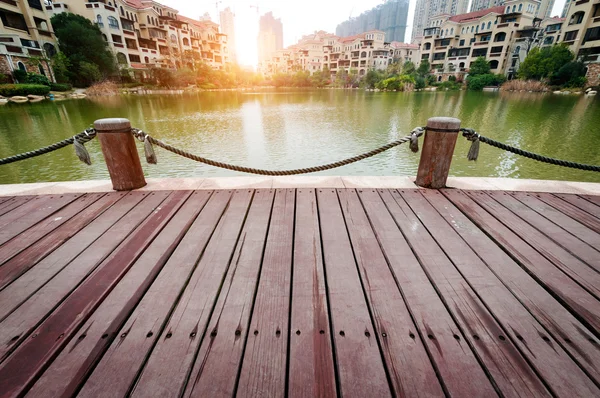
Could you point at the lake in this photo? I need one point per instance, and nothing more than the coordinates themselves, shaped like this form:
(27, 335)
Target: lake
(290, 129)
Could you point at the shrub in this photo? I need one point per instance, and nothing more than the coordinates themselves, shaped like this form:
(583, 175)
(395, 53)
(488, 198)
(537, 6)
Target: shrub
(60, 87)
(11, 90)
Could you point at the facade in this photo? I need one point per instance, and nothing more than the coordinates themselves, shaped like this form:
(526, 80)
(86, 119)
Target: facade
(145, 34)
(270, 38)
(425, 9)
(544, 7)
(227, 19)
(389, 17)
(26, 37)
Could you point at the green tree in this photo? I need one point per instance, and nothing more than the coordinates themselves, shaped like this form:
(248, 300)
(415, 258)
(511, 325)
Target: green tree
(424, 69)
(479, 67)
(82, 43)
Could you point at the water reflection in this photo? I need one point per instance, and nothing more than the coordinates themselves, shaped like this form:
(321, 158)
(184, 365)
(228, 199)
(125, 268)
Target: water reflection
(290, 129)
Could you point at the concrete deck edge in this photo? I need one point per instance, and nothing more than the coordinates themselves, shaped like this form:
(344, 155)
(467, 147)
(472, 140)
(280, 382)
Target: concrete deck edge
(161, 184)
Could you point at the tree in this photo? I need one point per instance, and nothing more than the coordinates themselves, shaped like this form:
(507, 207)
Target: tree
(424, 69)
(82, 43)
(479, 67)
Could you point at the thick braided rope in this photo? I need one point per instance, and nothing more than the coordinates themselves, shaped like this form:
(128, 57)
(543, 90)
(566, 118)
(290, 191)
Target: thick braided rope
(471, 135)
(82, 138)
(140, 134)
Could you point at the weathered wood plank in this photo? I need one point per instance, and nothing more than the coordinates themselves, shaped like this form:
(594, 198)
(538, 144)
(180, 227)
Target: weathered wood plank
(501, 359)
(29, 216)
(30, 236)
(21, 369)
(157, 322)
(28, 315)
(572, 295)
(311, 368)
(581, 203)
(563, 327)
(561, 258)
(19, 262)
(571, 210)
(80, 355)
(358, 359)
(14, 203)
(263, 370)
(458, 367)
(212, 376)
(568, 224)
(560, 236)
(411, 371)
(21, 289)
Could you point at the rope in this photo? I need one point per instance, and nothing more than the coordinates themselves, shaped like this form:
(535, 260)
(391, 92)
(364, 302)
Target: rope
(82, 138)
(475, 138)
(417, 132)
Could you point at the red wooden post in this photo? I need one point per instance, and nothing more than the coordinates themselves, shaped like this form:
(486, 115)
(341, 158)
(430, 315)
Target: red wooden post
(436, 155)
(120, 154)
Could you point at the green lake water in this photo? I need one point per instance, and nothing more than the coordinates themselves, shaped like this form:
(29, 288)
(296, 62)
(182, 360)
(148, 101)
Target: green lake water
(290, 129)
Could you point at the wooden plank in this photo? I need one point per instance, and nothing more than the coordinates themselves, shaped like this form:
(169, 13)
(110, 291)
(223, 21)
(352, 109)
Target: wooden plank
(561, 258)
(26, 216)
(211, 375)
(45, 227)
(563, 327)
(502, 360)
(263, 371)
(311, 369)
(18, 264)
(20, 370)
(411, 371)
(157, 319)
(571, 295)
(581, 203)
(458, 367)
(358, 359)
(28, 315)
(21, 289)
(81, 354)
(571, 210)
(14, 203)
(559, 235)
(570, 225)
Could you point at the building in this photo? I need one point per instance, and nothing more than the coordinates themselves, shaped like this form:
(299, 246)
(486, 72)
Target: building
(227, 19)
(270, 38)
(389, 17)
(504, 35)
(145, 34)
(26, 37)
(425, 9)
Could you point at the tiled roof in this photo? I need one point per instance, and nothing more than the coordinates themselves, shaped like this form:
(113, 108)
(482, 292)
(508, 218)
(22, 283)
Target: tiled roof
(477, 14)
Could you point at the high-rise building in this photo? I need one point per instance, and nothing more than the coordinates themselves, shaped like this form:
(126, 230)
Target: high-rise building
(389, 17)
(426, 9)
(543, 10)
(228, 27)
(270, 37)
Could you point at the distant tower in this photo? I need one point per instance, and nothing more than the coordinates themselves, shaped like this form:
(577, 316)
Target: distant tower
(228, 27)
(270, 37)
(426, 9)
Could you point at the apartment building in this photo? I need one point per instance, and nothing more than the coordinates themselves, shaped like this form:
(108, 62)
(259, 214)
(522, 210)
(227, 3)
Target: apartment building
(503, 35)
(144, 34)
(25, 33)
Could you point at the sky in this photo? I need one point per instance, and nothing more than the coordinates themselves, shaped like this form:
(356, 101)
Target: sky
(298, 17)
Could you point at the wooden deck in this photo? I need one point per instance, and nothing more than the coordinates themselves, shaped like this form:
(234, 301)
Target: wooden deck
(300, 292)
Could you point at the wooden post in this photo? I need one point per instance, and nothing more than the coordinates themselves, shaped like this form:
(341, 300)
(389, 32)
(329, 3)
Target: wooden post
(436, 155)
(120, 154)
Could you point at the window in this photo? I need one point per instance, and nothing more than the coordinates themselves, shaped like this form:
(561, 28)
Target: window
(570, 36)
(113, 23)
(577, 18)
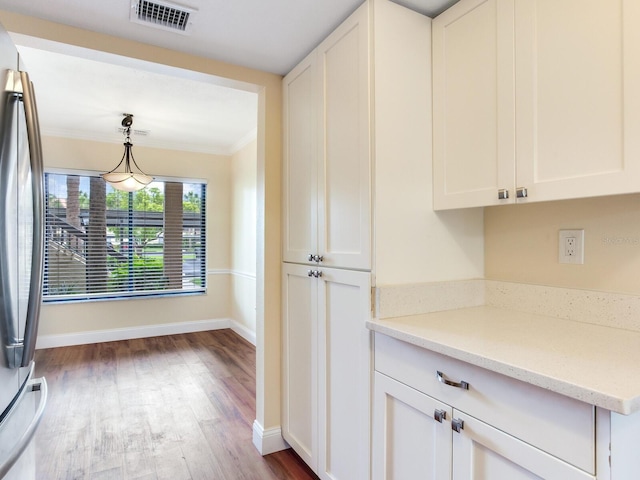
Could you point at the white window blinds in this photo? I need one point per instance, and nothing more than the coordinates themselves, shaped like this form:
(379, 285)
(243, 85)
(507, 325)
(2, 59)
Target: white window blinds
(103, 243)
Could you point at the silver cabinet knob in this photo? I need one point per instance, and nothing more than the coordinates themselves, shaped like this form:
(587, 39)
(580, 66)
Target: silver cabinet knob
(439, 415)
(461, 384)
(457, 424)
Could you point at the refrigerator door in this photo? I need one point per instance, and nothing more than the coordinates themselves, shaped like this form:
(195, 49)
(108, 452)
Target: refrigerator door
(10, 378)
(17, 452)
(21, 225)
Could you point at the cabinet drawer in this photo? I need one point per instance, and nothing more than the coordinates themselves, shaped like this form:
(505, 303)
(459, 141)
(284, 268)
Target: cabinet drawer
(556, 424)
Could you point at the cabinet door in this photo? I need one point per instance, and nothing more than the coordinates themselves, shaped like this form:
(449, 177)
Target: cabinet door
(473, 104)
(408, 442)
(344, 166)
(344, 372)
(300, 157)
(299, 359)
(577, 97)
(482, 452)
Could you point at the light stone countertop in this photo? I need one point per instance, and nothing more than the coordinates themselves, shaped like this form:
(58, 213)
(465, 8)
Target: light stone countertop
(596, 364)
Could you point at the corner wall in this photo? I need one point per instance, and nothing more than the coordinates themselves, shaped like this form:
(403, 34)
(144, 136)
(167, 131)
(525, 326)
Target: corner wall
(521, 243)
(243, 238)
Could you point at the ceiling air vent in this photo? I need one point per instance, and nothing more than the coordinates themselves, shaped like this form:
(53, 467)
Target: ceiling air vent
(164, 15)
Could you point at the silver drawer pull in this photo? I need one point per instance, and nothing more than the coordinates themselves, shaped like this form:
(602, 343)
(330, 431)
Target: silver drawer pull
(439, 415)
(457, 424)
(462, 384)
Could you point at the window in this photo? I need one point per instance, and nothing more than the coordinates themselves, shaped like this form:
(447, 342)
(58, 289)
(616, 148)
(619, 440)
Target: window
(104, 243)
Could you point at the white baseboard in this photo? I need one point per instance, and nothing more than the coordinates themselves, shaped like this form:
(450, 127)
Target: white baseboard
(143, 331)
(268, 441)
(244, 332)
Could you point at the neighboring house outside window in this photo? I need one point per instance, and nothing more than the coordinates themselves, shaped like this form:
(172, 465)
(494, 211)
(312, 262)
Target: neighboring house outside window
(102, 243)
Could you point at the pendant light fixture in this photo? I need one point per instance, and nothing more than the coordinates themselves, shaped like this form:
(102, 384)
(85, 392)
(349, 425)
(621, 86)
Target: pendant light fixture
(127, 180)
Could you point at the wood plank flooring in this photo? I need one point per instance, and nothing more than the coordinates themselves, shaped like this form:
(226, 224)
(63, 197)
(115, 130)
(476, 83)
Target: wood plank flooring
(174, 407)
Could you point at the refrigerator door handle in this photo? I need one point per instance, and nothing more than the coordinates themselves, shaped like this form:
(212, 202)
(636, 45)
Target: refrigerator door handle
(11, 337)
(23, 442)
(37, 178)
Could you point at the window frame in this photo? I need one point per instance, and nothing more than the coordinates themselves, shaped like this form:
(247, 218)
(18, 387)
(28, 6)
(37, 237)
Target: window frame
(139, 294)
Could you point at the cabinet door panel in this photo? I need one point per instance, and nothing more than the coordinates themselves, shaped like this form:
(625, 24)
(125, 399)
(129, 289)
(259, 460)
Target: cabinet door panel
(408, 443)
(473, 143)
(577, 80)
(344, 374)
(344, 176)
(482, 452)
(299, 417)
(300, 94)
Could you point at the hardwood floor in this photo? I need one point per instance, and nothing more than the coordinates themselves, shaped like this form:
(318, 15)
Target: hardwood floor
(174, 407)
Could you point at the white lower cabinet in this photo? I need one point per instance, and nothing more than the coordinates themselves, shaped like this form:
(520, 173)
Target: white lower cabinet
(327, 359)
(481, 451)
(429, 426)
(409, 443)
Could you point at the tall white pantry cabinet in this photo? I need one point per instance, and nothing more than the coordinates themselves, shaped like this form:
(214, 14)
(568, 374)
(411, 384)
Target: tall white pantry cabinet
(332, 148)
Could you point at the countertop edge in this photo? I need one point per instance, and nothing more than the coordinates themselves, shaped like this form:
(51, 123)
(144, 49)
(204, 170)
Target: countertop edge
(545, 381)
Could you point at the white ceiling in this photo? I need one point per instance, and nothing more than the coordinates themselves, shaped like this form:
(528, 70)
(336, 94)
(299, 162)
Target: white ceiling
(82, 94)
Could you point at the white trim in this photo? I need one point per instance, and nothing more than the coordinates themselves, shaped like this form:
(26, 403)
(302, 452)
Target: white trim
(268, 441)
(218, 271)
(244, 141)
(246, 333)
(143, 331)
(237, 273)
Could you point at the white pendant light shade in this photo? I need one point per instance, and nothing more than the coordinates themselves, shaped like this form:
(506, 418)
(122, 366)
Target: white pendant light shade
(127, 180)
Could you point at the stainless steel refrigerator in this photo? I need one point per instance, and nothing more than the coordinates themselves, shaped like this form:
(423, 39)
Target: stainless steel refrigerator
(22, 397)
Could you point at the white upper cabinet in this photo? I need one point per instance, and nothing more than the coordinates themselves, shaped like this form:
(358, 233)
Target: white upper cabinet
(577, 97)
(535, 100)
(473, 104)
(300, 234)
(327, 157)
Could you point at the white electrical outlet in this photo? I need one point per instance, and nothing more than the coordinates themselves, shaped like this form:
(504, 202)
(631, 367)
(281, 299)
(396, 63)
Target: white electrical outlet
(571, 246)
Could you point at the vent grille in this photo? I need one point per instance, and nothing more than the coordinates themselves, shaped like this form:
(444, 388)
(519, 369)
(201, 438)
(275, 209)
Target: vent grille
(162, 15)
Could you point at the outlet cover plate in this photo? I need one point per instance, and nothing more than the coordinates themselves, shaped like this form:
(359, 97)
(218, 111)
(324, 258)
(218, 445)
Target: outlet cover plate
(571, 246)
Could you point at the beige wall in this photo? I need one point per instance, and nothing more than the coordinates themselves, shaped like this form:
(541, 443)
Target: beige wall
(269, 89)
(98, 156)
(243, 237)
(521, 243)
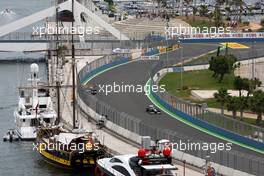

- WHAT YOU SHOULD DO -
Using the records above, restate word for word the lines from the one with "Target: high-rise building" through the one with "Could you point at the wooden post", both included.

- RESPONSE -
Target: high-rise building
(389, 17)
(426, 9)
(543, 10)
(228, 27)
(270, 37)
Could you point at the distant tower in this photo? I need one point per instance, and nothing more than the coordinates themselves, shaped like this form:
(577, 316)
Target: distant tower
(228, 27)
(270, 37)
(426, 9)
Could you point at the apartment building in this photo? I need one point per instance, and nothing more than the coordinates themselves, shaped like this form:
(108, 62)
(259, 214)
(522, 210)
(227, 3)
Target: apartment building
(503, 35)
(144, 34)
(25, 33)
Could you point at the sky in this photo? I need one point per instance, and nothing more than the coordinates themselves, shaped like this form:
(356, 101)
Target: sky
(298, 17)
Could you point at the wooden deck in this photo? I need one point per instance, and nothing more than the coordinates themselves, shaped like this form:
(234, 301)
Target: wooden deck
(300, 292)
Could you point at the wooden post in this photo? I need one point per instance, and nothing more than the coordinates themselves, shaped like this form:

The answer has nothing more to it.